▶ WORK REQUIRED: Return the lines between the line containing "Query: red plaid shirt" and the line containing "Give the mask of the red", inclusive, reproducing them without any change.

▶ EXTRACTED DATA:
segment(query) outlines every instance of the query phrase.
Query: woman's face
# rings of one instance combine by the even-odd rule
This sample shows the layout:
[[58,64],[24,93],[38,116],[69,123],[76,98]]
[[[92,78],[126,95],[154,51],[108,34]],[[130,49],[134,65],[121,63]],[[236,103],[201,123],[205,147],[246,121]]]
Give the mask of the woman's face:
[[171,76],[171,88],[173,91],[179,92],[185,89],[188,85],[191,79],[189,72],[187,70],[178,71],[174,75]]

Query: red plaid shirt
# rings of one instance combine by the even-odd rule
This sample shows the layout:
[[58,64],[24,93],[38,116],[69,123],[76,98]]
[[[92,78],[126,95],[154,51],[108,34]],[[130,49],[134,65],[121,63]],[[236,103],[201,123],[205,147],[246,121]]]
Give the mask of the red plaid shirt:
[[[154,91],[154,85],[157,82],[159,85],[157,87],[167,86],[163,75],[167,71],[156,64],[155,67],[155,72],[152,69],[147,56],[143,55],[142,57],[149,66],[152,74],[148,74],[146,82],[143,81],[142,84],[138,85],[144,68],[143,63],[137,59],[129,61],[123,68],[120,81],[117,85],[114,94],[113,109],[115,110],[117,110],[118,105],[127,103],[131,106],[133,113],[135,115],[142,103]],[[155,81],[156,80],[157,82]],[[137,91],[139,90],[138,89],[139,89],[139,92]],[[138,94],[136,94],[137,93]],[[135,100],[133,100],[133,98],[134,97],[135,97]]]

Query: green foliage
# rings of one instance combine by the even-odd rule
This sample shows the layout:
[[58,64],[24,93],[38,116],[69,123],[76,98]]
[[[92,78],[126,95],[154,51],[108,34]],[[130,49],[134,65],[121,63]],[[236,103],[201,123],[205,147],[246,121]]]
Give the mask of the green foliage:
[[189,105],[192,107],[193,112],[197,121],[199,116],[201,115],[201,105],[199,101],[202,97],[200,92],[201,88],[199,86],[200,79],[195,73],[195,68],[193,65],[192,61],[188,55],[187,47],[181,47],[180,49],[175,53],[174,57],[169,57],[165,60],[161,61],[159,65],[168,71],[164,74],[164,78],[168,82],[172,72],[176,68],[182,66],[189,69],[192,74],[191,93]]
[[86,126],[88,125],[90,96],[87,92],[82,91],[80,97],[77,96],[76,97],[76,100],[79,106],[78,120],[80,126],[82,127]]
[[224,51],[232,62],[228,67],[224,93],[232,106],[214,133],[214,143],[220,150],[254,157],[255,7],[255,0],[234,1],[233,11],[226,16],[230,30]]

▶ CORRECT RESULT:
Query: red plaid shirt
# rings of one instance combine by the even-odd rule
This sample shows the layout:
[[58,64],[24,93],[38,116],[69,123],[76,98]]
[[[92,78],[126,95],[154,51],[108,34]],[[130,49],[134,65],[121,63]],[[236,103],[201,123],[205,147],[246,121]]]
Give the mask of the red plaid shirt:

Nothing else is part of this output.